In another post I commented on Kitty Hayes and the way she played a lot in F in the old style. In the days when 'flat' pipes were in C tuning it would have been much more common to play along in F and Dminor. Heres a nice video clip

 

 

I have been talking to my friend Brian Howard in Sheffield who is a pipe maker. It appears that pipes in D tuning came in at the end of the 19th C ( Brian said it was to make pipes louder for the American halls where most of the Irish pipers like Tuohy changed to D sets) and certainly, as Mick Bramich points out in his book in the section on the key of F on the C/G Anglo, O'Neill has very few tunes with Bflat key signature, though they were common in older tune books in Ireland ( he cites the Darley and McCall Collection from just prior to WW1)

 

I find fiddlers and flute players and D/G melodeon and concertina players moan if I start to play such tunes! although we have an old boy my age (72) who plays a Clarke C whistle who likes them.

══════

▶ [TO BE DONE]
- 1) In the post about pipe tuning and playing in F, what reason did Brian Howard give for pipes in D tuning coming in?
- 2) Pick up the post about pipe tuning and playing in F after its last sentence and keep writing it.

Data listing:
══════

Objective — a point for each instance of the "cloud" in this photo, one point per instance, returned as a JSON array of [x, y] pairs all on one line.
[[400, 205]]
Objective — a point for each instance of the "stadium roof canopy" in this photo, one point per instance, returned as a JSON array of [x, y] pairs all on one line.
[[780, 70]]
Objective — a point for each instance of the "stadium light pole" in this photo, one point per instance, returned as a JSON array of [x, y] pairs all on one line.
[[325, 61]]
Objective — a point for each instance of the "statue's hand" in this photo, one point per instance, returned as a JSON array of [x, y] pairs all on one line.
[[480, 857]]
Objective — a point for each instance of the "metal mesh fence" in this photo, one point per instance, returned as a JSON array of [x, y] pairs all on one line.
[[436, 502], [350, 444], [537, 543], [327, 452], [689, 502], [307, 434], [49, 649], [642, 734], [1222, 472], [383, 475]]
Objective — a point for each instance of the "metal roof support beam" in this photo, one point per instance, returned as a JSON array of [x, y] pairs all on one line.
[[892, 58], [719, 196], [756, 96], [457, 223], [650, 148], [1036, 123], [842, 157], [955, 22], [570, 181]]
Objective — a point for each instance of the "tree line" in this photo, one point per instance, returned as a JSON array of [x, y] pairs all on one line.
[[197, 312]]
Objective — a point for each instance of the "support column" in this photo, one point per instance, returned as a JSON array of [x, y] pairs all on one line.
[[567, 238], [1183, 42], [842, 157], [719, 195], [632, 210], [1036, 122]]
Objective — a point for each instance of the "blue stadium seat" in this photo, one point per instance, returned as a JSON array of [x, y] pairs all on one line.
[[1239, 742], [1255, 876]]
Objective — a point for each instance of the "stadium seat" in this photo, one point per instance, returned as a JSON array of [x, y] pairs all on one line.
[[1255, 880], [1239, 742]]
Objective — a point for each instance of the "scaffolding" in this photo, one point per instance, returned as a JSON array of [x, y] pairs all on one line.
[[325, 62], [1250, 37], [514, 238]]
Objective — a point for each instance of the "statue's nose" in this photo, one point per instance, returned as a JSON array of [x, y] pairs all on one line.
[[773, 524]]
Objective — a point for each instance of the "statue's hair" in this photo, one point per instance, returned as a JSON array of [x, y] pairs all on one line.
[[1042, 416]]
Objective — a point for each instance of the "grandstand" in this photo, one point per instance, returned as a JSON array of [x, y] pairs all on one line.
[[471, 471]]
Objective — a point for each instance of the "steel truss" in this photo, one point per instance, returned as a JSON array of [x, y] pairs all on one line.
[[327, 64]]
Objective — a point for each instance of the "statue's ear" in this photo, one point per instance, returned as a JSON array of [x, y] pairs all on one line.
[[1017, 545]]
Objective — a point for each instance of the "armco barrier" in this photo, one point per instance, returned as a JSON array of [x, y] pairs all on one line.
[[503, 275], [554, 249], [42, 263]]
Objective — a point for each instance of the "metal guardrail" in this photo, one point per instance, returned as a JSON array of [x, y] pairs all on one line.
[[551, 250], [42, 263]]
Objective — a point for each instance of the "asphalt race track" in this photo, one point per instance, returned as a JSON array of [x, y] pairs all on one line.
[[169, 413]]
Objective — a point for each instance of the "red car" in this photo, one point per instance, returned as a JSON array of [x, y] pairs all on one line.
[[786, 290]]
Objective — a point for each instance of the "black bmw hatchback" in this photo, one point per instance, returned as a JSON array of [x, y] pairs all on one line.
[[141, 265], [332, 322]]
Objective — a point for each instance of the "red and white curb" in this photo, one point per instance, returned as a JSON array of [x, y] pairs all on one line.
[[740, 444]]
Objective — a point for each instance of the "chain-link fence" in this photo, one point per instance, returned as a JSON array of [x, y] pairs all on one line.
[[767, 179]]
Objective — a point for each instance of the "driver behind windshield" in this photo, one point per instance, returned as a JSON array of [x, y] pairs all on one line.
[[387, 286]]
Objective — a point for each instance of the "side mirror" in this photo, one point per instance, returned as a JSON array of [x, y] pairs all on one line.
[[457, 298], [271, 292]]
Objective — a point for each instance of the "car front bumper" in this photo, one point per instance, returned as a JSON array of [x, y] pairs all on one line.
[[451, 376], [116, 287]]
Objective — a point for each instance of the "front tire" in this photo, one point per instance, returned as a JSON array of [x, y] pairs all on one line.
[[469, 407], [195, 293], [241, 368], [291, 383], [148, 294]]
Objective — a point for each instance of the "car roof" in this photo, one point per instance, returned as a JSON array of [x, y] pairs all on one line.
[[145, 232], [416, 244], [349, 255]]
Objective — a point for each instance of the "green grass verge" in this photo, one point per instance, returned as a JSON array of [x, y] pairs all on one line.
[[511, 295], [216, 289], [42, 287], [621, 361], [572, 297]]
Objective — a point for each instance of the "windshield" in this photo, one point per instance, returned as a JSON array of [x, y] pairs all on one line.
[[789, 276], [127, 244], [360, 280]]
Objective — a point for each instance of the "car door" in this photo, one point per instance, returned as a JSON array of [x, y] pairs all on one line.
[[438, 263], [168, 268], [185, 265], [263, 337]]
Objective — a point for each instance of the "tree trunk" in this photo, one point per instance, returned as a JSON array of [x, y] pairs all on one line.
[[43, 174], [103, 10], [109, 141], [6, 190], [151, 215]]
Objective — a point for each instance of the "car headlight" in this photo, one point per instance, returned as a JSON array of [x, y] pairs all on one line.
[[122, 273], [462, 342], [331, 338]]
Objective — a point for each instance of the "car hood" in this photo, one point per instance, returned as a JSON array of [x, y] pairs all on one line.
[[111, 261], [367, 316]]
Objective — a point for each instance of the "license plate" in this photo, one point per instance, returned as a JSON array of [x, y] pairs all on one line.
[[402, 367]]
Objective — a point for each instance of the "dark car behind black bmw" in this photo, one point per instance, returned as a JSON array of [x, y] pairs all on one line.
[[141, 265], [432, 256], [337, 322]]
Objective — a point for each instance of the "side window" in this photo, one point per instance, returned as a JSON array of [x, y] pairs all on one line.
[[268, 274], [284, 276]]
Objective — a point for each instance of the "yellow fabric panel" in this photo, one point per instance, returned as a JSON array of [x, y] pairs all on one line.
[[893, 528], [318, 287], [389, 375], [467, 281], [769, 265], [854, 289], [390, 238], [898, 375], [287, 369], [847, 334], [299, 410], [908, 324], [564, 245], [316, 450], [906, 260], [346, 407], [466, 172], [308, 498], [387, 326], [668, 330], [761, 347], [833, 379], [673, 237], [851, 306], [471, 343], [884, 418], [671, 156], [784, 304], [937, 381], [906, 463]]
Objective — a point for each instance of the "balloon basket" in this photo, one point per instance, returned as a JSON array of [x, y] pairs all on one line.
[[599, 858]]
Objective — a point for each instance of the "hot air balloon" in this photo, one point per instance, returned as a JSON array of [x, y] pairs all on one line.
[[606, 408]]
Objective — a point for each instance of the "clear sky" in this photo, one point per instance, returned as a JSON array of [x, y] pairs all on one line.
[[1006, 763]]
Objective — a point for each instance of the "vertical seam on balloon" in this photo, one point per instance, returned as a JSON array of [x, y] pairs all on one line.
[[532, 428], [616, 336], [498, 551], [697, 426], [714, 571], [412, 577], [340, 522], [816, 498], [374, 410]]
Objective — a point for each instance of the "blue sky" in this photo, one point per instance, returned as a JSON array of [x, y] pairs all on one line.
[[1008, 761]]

══════

▶ [THE RESULTS]
- 1) He said it was to make pipes louder for the American halls.

- 2)
 

If you listen to Mary MacNamara or Dympna O'Sullivan you find such tunes and Martin Hayes once mentioned playing with older C whistle players like Joe Bane, in F , Dminor , G minor and C. Mickie O'Donoghue played concertina, (a German two row C/G) in the old style along the C row . I trawled through Dan worrall's book but found no mention of playing in F and i also noticed that in the Clare Set rrecordings there was no mention in the sleeve notes of the keys played and the tuning of the concertinas. It's a matter, for me, of playing along and analysing what goes on by ear and using the slowdownwer which I have finally adopted!

 

 

I was listening to Kitty Hayes and after playing along for a while I got my head round what she was doing and it came along nicely, even the reels in F felt very comfortable ( as a child I started on a C mouthorgan which helps). On the first track she goes from Cooley's Jig in C to Cliffs of Moher in G minor. I found this much nicer than the commonly played D to A minor. When I checked in O'Neill I noted that it gives an F# key signature but that the tune makes little sense , if you change to F natural it flows well so the G minor key is the one you play in.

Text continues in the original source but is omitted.